- [Passage]:
[Start of Attachment]
Your suggestions to problems in previous E-news keep coming in, so here's a quick resume of some of them.
Bunions: try iodine on them, but they could also have an emotional cause best treated by a flower remedy practitioner. In the meantime try aloe vera juice, and vitamins E and C.
Omega-3 sources: try Arctic Sea with omega-3 and -6, or Perilla oil, while a natural source is purslane, which can be added to salads or cooked.
Bedwetting: pumpkin seeds may help, as they are high in zinc. Reflexology, Bach flower remedies or chiropractic may all offer help. Try Virtual Scanning, says our man at the Virtual Scanning centre. One boy was cured with the help of an aura therapist, one reader relates.
White spots: they're a sign of dehydration and an inability to break down fats. If it is caused by high cholesterol, it's called xanthelasma, says one reader helpfully.
Itchy scalp: a scalp massage with 3 drops teatree oil, 2 drops rosemary oil to 30 ml jojoba oil, left in the hair overnight might help matters.
[End of Attachment]
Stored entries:
[Start of Attachment]
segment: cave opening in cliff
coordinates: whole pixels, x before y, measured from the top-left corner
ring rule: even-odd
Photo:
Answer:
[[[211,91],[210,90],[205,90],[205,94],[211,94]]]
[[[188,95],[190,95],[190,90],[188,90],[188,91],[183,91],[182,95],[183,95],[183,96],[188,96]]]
[End of Attachment]
- [What is expected]: Return, word for word, the part of the passage on readers' remedies that opens with the words containing "Bunions: try iodine" and closes with "one reader helpfully.".

- [Your response]:
Bunions: try iodine on them, but they could also have an emotional cause best treated by a flower remedy practitioner. In the meantime try aloe vera juice, and vitamins E and C.
Omega-3 sources: try Arctic Sea with omega-3 and -6, or Perilla oil, while a natural source is purslane, which can be added to salads or cooked.
Bedwetting: pumpkin seeds may help, as they are high in zinc. Reflexology, Bach flower remedies or chiropractic may all offer help. Try Virtual Scanning, says our man at the Virtual Scanning centre. One boy was cured with the help of an aura therapist, one reader relates.
White spots: they're a sign of dehydration and an inability to break down fats. If it is caused by high cholesterol, it's called xanthelasma, says one reader helpfully.